Aim of the exercise: Rewrite every line of the items below, requests included, scaling each x,y coordinate in the answers by 1.25 and rounding to the nearest whole number, with halves rounded up. Change no other numbers or text, and leave the pictures out.

BEGIN Data to use

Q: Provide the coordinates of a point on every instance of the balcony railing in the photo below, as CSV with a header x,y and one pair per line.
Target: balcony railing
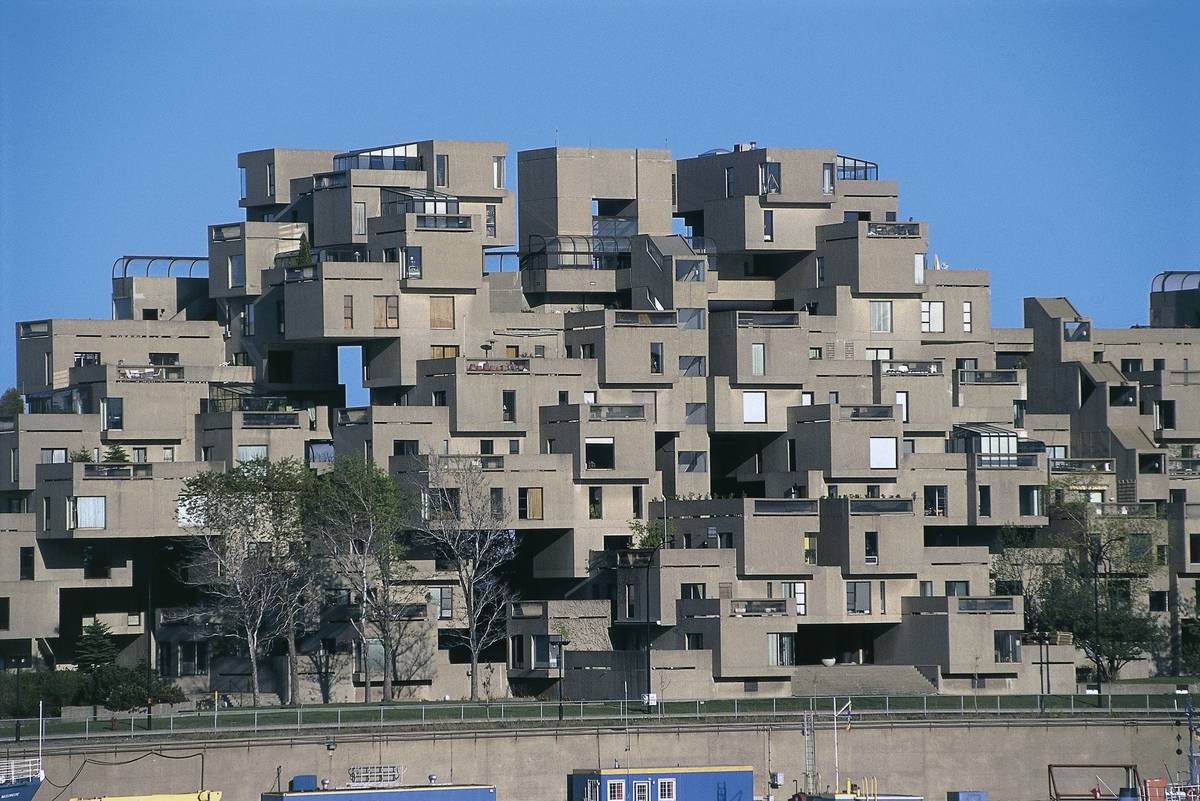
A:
x,y
646,318
985,604
1080,465
893,230
118,471
867,413
881,506
1006,461
615,413
498,366
911,368
786,506
1185,467
269,420
150,373
768,319
759,608
988,377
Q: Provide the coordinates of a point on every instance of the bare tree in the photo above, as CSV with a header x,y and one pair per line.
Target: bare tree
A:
x,y
247,555
357,516
467,527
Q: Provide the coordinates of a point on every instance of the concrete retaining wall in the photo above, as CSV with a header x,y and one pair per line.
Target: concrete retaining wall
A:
x,y
1007,759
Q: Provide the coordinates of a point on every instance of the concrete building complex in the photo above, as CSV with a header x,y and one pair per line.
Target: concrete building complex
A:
x,y
753,345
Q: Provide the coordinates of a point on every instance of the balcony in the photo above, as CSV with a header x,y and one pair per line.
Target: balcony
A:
x,y
1006,461
118,471
867,413
911,368
768,319
988,377
1183,468
881,506
665,319
894,230
985,604
772,506
269,420
759,608
527,609
1143,510
611,413
1081,465
498,366
149,373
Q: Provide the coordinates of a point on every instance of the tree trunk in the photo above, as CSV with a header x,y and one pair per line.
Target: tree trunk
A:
x,y
252,643
293,669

END Data to use

Correct output:
Q: Provide the coordinates of a point on every instance of the balcony railing in the photo below, as CSV with a header x,y and one pair per line.
Target: balcony railing
A:
x,y
808,398
1231,755
1350,581
1116,288
148,589
1084,516
1101,633
1258,576
769,516
623,458
1139,460
983,633
1481,584
336,525
188,466
960,399
949,760
1235,471
Q: Provide the coordinates of a point on every instance of the bare tree in the photo above, as CSV with a header x,y and one pair per line.
Target: bare tree
A:
x,y
309,694
446,645
584,659
Q: Provide the coordinates of a point on every instance of the concrete retaining wall in the photo above, as CSV with a header x,y and one pair per line.
Target: concrete retaining wall
A:
x,y
1259,949
Q: Provide the coordinates of a point on every instance of the concrete building complex in the photo above, as CSV with a header x,y and one pair per line.
Target: concrete building complex
A:
x,y
941,431
Q: Provide the coordinates of a point on every instance of the balcony in the photo above, as CSV with a header x,y and one pair per line.
Target: balcony
A:
x,y
1258,576
148,589
1084,516
1139,460
960,399
1235,471
1479,585
1101,633
831,399
1118,288
1231,755
965,633
336,525
949,760
659,761
1429,638
764,516
1351,581
623,458
186,466
Q: Provide the coordinates of a point on every instance of the tree trunk in the photo above, as CSV with a header x,y and one pair per line.
Target: tree trunk
A:
x,y
315,804
366,836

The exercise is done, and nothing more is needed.